*** Dataset content

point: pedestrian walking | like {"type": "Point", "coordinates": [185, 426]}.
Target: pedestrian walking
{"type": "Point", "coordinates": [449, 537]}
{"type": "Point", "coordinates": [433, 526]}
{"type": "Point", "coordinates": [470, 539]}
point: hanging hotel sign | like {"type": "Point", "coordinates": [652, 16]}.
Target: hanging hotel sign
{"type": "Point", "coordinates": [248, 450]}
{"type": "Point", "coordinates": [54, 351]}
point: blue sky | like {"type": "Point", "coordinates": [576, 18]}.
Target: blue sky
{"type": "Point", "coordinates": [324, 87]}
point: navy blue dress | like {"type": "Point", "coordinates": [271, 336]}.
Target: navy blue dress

******

> _What to do_
Reproduce every one of the items above verbatim, line for line, without any alteration.

> _Output below_
point: pedestrian walking | like {"type": "Point", "coordinates": [185, 426]}.
Target: pedestrian walking
{"type": "Point", "coordinates": [449, 537]}
{"type": "Point", "coordinates": [433, 526]}
{"type": "Point", "coordinates": [470, 539]}
point: hanging hotel sign | like {"type": "Point", "coordinates": [652, 16]}.
Target: hanging hotel sign
{"type": "Point", "coordinates": [248, 450]}
{"type": "Point", "coordinates": [54, 351]}
point: blue sky | like {"type": "Point", "coordinates": [576, 18]}.
Target: blue sky
{"type": "Point", "coordinates": [324, 87]}
point: navy blue dress | like {"type": "Point", "coordinates": [271, 336]}.
Target: navy blue dress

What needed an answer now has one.